**What to produce**.
Which rows below contain the string "backpack"? Copy each such line in full, and treat uppercase and lowercase letters as different.

**Exercise inputs**.
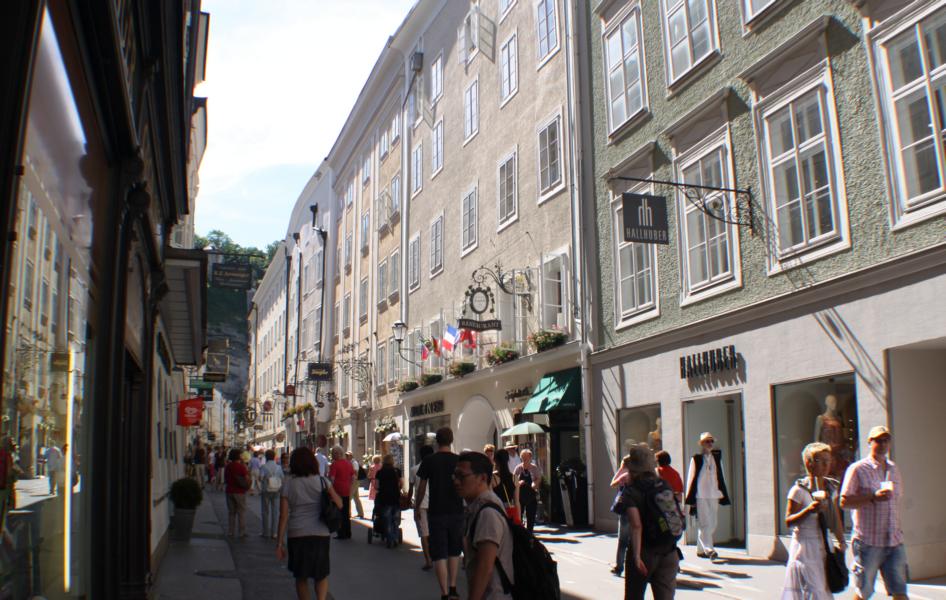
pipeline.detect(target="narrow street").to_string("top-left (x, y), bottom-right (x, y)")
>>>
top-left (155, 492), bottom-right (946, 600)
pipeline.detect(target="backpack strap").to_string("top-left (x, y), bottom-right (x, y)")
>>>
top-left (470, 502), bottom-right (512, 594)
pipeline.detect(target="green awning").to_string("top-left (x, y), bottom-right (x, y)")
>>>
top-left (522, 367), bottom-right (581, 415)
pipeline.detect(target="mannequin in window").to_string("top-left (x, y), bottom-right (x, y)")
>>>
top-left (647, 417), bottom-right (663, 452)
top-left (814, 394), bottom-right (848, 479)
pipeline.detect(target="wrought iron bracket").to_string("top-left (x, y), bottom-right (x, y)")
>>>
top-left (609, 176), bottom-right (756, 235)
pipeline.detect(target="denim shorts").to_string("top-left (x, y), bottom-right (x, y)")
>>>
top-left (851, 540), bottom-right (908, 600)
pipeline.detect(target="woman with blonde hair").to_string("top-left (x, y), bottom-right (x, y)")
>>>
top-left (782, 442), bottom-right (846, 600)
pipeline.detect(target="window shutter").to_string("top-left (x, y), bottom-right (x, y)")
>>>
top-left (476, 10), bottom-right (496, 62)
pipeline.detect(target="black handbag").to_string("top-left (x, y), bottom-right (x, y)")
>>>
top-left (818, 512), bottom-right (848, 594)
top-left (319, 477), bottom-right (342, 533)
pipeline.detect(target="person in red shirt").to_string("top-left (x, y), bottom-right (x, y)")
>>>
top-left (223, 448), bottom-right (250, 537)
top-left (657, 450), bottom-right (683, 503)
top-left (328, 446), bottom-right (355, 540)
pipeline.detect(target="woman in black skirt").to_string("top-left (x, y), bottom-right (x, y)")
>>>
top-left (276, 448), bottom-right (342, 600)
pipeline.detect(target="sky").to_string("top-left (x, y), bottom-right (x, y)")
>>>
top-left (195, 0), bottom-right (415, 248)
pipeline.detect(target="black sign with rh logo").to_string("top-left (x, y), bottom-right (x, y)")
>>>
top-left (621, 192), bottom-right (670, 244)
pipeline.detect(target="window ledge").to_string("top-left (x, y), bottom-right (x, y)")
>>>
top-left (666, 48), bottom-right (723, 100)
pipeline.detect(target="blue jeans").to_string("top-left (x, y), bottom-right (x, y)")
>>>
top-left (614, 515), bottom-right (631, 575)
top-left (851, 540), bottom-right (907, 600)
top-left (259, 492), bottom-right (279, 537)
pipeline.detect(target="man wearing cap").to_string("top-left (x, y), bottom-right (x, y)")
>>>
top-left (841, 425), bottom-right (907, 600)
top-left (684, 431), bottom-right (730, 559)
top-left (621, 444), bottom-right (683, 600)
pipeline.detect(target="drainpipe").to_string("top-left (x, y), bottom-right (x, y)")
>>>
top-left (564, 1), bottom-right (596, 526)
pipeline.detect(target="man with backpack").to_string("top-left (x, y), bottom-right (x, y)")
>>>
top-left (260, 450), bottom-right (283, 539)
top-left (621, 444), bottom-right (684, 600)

**Task solution**.
pipeline.detect(target="backpack strap").to_string("top-left (x, y), bottom-right (x, y)")
pipeline.detect(target="man with backpack").to_string("top-left (x, y), bottom-right (x, y)")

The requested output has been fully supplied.